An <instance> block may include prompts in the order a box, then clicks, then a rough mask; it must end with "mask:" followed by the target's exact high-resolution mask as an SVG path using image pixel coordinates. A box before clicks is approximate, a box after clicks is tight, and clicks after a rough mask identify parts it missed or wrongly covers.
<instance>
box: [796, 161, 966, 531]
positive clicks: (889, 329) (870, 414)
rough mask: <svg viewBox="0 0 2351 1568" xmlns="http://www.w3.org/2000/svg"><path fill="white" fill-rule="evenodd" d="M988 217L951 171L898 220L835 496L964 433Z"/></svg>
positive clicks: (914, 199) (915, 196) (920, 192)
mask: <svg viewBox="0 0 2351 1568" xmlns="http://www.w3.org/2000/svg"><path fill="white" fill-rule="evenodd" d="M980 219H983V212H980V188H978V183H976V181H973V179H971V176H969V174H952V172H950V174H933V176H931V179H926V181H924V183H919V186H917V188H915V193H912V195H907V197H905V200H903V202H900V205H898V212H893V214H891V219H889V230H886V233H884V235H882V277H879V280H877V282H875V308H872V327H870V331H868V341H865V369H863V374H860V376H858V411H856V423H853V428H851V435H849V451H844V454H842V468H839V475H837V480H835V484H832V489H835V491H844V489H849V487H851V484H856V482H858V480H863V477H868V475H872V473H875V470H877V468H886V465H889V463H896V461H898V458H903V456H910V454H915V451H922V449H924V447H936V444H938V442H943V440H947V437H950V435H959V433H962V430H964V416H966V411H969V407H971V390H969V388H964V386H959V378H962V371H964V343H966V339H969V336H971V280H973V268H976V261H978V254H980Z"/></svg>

* Task goal:
Throughout the material above, report each line holding the word "instance".

* Output of the exercise:
An <instance> block may include prompts in the order a box, then clicks, then a rough mask; it must end with "mask:" followed by the target's exact high-resolution mask as an SVG path using image pixel coordinates. A box before clicks is approximate, a box after clicks is tight, and clicks after a rough mask identify parts it missed or wrongly covers.
<instance>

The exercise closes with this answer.